--- Materials provided ---

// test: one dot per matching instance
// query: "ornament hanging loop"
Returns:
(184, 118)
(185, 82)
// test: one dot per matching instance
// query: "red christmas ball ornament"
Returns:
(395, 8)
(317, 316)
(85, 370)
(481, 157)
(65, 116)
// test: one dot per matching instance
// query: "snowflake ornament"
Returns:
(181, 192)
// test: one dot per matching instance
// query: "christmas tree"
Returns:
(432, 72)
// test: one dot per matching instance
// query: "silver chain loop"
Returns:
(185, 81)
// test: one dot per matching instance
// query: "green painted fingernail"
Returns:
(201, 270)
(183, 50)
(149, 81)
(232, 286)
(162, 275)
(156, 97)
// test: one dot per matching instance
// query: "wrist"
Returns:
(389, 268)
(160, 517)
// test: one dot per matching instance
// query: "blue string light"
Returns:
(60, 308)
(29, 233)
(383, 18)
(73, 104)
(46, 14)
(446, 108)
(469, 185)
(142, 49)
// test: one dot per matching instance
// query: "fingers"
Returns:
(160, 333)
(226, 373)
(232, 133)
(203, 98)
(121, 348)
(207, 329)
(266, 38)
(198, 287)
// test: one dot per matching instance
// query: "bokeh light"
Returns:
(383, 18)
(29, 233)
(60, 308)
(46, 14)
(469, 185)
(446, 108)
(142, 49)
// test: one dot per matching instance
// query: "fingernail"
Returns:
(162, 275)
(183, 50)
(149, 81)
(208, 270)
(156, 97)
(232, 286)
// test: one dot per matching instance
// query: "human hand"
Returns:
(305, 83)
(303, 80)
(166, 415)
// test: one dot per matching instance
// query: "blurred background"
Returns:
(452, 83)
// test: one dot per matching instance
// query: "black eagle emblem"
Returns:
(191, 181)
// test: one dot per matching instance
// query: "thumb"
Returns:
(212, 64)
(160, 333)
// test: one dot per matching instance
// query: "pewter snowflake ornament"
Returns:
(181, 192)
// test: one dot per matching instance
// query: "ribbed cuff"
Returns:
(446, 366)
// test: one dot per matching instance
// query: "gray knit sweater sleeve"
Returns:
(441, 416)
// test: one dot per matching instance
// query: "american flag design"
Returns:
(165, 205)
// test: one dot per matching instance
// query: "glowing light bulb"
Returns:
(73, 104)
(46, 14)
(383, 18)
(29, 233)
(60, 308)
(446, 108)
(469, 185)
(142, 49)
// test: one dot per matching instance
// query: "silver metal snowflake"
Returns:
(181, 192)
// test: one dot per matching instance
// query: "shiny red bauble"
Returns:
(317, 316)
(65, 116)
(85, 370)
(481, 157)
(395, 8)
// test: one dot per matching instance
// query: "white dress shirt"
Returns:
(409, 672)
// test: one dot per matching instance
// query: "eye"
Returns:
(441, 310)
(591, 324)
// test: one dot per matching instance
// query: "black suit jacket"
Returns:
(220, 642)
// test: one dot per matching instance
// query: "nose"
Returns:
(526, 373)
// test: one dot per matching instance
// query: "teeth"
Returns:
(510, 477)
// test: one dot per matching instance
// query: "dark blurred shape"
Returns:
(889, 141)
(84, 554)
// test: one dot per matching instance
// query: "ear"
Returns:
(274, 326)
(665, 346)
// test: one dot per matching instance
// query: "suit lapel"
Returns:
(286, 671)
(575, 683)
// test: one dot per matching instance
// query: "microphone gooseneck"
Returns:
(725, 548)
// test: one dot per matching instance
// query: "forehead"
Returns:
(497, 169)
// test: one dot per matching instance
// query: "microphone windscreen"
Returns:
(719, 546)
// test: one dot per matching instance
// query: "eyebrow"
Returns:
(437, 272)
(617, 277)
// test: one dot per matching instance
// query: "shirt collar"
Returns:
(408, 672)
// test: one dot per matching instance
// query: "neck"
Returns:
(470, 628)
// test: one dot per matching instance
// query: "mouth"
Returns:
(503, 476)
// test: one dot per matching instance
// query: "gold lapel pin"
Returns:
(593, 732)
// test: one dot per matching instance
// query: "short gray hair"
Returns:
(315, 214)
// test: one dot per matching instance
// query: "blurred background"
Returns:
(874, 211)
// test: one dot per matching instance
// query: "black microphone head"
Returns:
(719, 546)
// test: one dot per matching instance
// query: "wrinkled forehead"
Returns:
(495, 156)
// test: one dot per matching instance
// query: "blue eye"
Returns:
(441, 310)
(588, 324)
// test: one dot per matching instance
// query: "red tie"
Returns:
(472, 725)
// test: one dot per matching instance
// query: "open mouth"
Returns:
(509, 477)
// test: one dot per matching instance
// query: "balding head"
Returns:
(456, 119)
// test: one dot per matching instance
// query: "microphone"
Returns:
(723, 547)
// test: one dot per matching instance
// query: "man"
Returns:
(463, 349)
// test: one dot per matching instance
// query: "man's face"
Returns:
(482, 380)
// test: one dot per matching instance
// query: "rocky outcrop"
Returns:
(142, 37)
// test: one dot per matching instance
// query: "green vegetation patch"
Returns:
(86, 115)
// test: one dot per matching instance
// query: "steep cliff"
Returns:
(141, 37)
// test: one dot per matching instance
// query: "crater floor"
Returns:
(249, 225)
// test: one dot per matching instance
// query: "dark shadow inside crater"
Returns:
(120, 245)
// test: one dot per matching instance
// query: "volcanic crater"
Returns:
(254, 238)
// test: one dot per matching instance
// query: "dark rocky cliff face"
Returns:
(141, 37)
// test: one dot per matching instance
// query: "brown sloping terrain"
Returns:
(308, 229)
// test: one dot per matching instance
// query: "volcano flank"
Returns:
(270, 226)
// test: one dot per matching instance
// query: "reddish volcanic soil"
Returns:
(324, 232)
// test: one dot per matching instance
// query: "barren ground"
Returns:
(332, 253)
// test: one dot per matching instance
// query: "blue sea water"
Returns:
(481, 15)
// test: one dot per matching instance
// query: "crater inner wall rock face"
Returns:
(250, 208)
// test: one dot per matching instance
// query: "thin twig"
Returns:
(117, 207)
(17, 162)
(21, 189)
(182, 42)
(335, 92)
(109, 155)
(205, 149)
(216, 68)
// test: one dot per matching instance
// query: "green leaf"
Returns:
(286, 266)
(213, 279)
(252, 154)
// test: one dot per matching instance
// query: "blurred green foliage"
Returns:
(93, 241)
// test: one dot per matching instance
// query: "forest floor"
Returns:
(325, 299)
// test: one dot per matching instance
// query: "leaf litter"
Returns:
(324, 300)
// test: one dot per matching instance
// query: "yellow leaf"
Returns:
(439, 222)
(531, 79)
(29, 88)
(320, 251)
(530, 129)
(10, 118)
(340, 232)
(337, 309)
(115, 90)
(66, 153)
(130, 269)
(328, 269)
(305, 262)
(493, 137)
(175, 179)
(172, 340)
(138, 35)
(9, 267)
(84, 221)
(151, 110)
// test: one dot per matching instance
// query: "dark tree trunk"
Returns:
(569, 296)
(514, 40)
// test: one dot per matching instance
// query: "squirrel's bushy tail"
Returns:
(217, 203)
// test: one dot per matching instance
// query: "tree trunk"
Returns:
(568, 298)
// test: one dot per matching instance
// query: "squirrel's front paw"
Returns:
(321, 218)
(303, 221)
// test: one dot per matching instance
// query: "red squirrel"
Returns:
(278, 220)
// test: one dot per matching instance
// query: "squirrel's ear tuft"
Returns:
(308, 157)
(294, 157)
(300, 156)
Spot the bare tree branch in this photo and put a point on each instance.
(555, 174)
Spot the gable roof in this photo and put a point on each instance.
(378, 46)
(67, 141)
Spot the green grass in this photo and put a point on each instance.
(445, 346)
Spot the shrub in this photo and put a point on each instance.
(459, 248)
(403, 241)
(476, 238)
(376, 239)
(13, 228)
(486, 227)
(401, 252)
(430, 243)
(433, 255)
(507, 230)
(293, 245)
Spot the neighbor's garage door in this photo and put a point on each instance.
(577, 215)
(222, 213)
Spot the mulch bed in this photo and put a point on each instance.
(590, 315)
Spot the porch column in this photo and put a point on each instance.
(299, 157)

---

• [About this task]:
For each line above that contains the word "cliff", copy that line.

• [Solution to the problem]:
// query: "steep cliff"
// query: "dark rocky cliff face"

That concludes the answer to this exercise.